◆ About this task
Here is a block of records. Copy every line in it that includes "slab".

◆ Source data
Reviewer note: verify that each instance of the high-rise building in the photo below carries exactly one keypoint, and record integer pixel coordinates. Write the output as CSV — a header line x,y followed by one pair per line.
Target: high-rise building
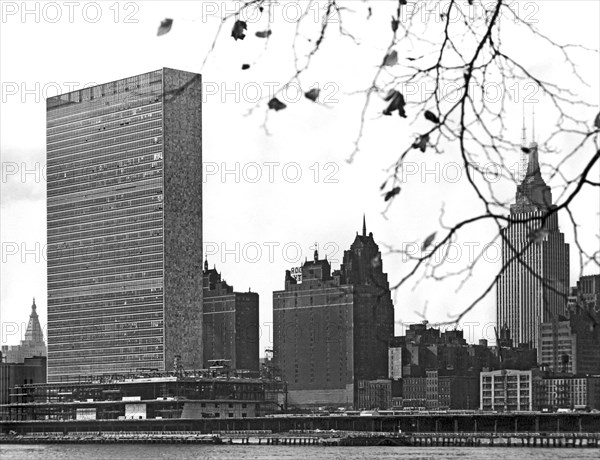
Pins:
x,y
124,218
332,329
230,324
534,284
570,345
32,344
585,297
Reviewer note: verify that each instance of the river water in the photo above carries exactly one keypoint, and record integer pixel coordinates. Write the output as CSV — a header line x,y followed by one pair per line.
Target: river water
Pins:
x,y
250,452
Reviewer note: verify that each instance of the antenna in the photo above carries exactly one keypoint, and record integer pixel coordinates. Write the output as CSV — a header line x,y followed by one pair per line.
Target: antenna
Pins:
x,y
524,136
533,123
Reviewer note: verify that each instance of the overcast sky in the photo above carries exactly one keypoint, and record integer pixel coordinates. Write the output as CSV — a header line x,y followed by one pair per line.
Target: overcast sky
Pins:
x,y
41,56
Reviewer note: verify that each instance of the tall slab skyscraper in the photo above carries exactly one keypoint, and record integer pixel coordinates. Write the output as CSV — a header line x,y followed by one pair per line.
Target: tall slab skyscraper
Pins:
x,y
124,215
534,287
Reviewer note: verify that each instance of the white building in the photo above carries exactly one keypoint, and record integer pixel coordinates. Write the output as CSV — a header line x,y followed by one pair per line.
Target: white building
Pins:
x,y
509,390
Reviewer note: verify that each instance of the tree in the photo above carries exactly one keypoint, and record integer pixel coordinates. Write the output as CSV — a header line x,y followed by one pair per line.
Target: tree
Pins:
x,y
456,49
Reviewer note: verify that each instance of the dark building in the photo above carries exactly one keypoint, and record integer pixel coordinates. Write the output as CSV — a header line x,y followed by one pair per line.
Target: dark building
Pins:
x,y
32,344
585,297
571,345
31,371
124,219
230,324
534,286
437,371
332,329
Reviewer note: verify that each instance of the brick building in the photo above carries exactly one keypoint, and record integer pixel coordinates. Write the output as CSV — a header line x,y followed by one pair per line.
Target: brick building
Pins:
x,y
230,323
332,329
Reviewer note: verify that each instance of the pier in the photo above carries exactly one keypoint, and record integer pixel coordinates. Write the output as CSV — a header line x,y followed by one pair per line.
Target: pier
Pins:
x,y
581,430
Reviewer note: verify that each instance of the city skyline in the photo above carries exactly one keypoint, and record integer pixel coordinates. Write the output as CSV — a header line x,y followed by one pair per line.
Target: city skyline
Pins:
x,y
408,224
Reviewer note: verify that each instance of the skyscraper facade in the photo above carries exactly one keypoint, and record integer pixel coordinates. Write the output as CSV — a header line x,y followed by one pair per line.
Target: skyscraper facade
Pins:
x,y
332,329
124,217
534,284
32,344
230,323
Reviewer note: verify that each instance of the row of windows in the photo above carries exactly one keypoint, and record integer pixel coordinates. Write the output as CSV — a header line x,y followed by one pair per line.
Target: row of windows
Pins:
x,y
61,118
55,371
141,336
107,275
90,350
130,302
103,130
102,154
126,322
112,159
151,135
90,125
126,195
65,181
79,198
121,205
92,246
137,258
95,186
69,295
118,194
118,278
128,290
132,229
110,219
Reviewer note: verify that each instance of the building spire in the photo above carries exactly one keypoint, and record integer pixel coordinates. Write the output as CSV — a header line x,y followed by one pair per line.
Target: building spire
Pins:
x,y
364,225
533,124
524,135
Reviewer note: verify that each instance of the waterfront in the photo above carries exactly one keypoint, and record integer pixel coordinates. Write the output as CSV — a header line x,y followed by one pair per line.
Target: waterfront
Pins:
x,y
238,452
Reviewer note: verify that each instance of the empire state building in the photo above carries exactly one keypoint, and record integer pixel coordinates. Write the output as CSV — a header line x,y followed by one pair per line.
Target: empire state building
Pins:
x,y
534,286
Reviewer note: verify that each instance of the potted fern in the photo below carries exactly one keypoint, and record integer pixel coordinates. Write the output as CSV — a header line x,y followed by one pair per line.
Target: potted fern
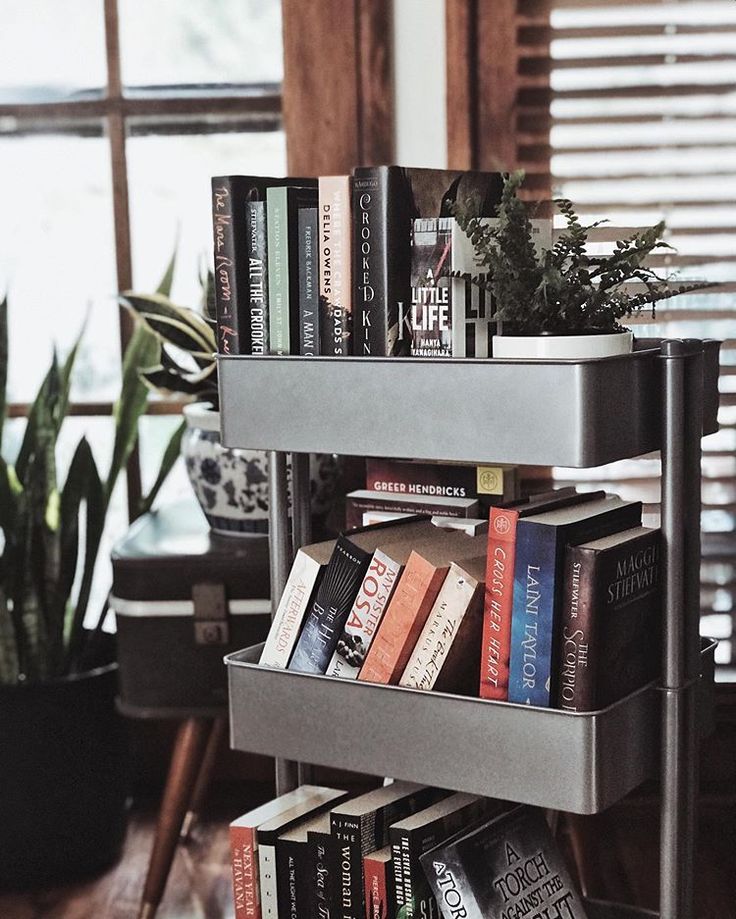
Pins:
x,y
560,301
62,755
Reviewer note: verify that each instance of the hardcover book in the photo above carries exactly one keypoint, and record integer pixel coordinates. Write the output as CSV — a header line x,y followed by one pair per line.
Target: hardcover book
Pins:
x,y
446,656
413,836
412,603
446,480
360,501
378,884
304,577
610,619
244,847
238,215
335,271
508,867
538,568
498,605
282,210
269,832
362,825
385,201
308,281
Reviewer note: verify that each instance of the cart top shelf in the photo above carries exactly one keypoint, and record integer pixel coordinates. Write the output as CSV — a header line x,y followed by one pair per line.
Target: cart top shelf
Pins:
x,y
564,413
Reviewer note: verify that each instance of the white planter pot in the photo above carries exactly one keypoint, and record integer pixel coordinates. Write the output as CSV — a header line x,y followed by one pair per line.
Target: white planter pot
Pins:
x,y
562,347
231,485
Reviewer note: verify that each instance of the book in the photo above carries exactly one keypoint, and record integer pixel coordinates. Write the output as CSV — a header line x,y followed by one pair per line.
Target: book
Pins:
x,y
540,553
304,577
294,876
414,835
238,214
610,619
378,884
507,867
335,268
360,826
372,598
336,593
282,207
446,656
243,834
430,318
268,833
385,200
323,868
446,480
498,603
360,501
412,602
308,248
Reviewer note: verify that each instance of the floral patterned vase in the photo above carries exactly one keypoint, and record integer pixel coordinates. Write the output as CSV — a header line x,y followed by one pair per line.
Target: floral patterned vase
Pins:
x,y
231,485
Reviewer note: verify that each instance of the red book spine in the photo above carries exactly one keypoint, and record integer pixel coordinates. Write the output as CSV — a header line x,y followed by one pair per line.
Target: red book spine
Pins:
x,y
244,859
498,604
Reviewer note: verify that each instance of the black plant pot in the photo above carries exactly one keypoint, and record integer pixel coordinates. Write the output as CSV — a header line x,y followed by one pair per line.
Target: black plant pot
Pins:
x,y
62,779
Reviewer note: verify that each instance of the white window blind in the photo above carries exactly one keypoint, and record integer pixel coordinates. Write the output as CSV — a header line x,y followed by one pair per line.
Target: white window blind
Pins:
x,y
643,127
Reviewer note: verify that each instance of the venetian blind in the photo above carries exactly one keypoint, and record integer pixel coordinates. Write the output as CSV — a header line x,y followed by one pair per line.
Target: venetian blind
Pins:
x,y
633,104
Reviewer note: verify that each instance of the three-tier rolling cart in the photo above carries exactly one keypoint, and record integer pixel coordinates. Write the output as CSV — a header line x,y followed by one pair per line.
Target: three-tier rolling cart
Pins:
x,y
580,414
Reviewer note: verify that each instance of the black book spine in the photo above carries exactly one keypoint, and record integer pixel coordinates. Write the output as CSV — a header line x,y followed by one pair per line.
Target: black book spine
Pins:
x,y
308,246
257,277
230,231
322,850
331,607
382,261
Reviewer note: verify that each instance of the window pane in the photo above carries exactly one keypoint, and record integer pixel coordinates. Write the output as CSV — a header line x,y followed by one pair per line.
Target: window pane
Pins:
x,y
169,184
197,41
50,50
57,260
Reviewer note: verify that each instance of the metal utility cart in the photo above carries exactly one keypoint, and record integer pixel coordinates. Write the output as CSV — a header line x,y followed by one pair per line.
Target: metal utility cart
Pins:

◆ Answer area
Reviewer note: verify that each instance of the tall slab skyscraper in the photo above carries exactly one keypoint, and record integer pixel coordinates. Write the output as CSV — a header line x,y followed by one pair per line.
Target: tall slab skyscraper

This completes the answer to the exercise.